Your goal: Using the passage on selling stockholders below, decide whether each statement agrees with it: (a) an FINRA member may receive a commission of up to 10% for selling securities registered under the prospectus; (b) the company will not give any discounts or commissions to underwriters for the securities offered by the prospectus; (c) each selling stockholder has agreed to indemnify the company for certain specified liabilities. Answer each with yes or no and quote the deciding words of the passage.

The selling stockholders and any broker-dealers or agents that are involved in selling the shares may be deemed to be “underwriters” within the meaning of the Securities Act in connection with such sales. In such event, any commissions received by such broker-dealers or agents and any profit on the resale of the shares purchased by them may be deemed to be underwriting commissions or discounts. If a selling stockholder is deemed to be an underwriter, the selling stockholder may be subject to certain statutory liabilities including, but not limited to Sections 11, 12 and 17 of the Securities Act and Rule 10b-5 under the Exchange Act. Selling stockholders who are deemed underwriters within the meaning of the Securities Act will be subject to the prospectus delivery requirements of the Securities Act. The SEC staff is of a view that selling stockholders who are registered broker-dealers or affiliates of registered broker-dealers may be underwriters under the Securities Act. In compliance with FINRA guidelines, the maximum commission or discount to be received by an FINRA member or independent broker-dealer may not exceed 8% for the sale of any securities registered hereunder. We will not pay any compensation or give any discounts or commissions to any underwriter in connection with the securities being offered by this prospectus. The selling stockholders have advised us that they have not entered into any written or oral agreements, understandings or arrangements with any underwriter or broker-dealer regarding the sale of the resale shares. There is no underwriter or coordinating broker acting in connection with the proposed sale of the resale shares by the selling stockholders.

We are required to pay and have paid certain fees and expenses incurred by us incident to the registration of the shares. We have agreed to indemnify the selling stockholders against certain losses, claims, damages and liabilities, including liabilities under the Securities Act. Each selling stockholder has in turn agreed to indemnify us for certain specified liabilities. See “Description of Capital Stock – Registration Rights Agreements.”

Given information:
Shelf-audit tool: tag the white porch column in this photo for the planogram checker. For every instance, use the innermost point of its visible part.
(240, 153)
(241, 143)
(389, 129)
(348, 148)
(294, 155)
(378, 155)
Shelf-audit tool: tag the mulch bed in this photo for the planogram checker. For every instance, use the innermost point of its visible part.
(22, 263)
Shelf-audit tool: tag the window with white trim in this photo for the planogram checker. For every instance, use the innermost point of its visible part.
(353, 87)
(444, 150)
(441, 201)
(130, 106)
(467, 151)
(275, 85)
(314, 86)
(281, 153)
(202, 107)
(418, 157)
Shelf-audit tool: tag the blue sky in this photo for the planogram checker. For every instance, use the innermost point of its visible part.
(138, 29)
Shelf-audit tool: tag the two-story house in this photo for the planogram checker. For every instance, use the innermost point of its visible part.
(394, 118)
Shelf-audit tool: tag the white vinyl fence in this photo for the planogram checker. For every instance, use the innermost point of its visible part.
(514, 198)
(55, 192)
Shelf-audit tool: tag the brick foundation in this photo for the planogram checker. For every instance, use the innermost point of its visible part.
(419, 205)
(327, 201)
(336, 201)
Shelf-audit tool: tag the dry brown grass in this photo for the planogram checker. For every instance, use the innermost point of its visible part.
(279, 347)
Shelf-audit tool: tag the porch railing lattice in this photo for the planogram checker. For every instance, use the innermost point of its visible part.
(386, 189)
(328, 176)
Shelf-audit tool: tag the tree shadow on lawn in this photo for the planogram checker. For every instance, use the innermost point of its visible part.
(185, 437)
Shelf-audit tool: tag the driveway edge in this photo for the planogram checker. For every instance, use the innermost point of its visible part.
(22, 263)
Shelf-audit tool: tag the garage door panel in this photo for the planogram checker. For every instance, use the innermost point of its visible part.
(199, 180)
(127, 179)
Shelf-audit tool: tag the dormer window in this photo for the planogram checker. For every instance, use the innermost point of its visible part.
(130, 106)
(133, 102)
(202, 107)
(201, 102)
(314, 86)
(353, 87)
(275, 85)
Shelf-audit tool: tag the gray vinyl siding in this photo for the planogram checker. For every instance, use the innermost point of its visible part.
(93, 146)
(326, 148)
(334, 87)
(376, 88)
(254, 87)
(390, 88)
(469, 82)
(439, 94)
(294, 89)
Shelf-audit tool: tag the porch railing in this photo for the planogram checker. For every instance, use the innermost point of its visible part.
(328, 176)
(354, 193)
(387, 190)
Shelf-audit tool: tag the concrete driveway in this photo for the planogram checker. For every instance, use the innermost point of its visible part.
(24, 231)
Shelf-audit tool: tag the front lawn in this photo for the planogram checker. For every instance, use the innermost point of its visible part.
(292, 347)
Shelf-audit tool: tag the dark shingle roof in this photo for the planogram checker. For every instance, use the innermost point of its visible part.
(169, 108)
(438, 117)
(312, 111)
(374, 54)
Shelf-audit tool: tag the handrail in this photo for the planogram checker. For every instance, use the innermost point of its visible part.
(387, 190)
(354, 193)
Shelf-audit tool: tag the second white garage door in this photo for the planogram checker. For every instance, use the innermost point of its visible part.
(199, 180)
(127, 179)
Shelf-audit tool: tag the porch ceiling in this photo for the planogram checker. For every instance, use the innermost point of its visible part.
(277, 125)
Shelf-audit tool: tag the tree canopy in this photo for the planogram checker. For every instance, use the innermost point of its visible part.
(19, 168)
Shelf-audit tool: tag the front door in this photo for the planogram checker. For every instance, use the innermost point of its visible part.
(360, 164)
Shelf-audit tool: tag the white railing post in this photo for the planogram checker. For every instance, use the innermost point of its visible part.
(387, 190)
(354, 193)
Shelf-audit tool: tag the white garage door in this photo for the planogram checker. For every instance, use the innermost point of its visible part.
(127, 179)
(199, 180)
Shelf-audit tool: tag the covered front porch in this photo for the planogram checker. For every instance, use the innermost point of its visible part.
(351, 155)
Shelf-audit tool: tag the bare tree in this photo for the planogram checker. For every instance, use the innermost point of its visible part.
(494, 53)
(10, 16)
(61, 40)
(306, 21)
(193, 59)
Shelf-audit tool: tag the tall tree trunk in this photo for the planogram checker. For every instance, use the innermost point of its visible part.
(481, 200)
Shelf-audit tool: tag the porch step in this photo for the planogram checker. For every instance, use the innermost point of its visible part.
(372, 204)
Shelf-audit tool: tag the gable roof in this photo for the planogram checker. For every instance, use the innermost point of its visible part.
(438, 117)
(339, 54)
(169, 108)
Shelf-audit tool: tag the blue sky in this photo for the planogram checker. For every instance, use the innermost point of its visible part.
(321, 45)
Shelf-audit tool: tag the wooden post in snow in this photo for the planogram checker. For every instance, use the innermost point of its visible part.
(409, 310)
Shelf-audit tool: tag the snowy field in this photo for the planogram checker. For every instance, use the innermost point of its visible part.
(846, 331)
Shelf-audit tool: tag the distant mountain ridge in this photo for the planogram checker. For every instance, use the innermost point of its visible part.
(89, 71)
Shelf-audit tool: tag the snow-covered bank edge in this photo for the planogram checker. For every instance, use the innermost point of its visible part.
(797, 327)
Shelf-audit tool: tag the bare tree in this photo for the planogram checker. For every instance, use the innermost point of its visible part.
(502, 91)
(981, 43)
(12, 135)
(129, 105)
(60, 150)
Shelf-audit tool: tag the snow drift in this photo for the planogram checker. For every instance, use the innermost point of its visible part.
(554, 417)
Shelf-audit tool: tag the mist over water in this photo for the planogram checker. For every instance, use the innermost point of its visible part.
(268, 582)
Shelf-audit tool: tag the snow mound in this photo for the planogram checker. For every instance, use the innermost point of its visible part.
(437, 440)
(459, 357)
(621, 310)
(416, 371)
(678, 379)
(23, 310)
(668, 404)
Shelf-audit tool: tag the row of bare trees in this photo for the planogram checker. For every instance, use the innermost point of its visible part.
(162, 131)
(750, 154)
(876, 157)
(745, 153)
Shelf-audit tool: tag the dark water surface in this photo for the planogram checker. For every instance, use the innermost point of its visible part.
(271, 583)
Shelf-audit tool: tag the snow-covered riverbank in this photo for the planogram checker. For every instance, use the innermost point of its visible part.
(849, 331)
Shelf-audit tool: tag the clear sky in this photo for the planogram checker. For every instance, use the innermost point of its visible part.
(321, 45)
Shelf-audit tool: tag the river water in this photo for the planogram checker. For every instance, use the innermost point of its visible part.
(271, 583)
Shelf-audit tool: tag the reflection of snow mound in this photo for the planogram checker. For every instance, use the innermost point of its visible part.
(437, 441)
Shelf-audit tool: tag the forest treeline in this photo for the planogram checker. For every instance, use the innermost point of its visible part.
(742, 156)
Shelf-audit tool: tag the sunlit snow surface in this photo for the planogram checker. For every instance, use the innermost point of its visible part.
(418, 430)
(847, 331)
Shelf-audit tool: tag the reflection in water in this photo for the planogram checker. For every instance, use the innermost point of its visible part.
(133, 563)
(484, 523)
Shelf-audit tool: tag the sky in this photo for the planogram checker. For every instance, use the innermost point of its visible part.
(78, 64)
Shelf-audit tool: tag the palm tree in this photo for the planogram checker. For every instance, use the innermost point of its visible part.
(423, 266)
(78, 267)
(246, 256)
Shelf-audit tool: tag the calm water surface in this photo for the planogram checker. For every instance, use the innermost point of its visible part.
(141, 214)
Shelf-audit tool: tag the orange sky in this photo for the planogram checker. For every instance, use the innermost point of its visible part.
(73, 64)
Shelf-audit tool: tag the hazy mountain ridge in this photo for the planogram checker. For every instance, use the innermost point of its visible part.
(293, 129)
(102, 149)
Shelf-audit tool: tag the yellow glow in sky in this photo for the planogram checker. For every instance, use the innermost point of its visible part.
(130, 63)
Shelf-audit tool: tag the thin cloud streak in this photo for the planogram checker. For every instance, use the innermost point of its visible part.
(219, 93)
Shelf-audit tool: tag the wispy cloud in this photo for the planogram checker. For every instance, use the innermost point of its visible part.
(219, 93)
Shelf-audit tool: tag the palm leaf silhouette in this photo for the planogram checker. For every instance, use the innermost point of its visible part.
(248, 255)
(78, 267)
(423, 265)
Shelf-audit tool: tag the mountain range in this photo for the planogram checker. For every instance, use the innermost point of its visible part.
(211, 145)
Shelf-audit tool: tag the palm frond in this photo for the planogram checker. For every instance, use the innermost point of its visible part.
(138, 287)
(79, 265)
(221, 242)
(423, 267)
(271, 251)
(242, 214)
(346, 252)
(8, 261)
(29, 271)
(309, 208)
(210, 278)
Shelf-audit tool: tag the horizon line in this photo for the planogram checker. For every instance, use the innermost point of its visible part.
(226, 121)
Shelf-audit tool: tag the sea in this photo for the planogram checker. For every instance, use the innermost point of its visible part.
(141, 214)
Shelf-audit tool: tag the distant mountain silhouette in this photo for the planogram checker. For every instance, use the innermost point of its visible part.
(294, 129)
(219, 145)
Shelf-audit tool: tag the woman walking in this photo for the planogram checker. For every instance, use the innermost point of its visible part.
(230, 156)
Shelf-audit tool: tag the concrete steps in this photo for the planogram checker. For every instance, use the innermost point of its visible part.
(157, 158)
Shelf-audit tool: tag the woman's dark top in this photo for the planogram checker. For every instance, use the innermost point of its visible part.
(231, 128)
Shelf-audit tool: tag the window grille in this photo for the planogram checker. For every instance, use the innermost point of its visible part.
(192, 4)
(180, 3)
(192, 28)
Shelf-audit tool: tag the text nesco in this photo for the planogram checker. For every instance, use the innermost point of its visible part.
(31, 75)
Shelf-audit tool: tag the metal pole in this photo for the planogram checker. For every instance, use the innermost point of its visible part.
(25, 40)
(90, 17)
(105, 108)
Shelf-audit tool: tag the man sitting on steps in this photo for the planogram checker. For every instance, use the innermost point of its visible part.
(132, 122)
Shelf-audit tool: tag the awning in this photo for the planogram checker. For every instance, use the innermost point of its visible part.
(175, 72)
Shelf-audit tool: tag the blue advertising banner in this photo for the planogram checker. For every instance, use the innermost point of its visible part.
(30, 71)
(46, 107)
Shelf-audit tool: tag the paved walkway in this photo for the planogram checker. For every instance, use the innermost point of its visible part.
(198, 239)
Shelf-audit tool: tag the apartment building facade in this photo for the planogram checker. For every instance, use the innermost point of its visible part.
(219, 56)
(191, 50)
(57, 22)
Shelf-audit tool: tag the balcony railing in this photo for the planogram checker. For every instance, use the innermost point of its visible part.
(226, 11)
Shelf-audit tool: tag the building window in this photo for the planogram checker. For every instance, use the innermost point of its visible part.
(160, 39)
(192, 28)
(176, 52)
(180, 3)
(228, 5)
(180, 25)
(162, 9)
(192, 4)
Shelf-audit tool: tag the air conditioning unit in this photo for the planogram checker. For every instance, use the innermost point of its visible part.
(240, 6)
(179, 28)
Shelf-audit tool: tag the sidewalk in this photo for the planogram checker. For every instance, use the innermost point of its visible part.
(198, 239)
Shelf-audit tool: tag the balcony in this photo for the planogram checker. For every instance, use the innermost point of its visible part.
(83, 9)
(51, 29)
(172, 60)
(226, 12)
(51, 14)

Task output:
(a) No: "the maximum commission or discount to be received by an FINRA member or independent broker-dealer may not exceed 8% for the sale of any securities registered hereunder."
(b) Yes: "We will not pay any compensation or give any discounts or commissions to any underwriter in connection with the securities being offered by this prospectus."
(c) Yes: "Each selling stockholder has in turn agreed to indemnify us for certain specified liabilities."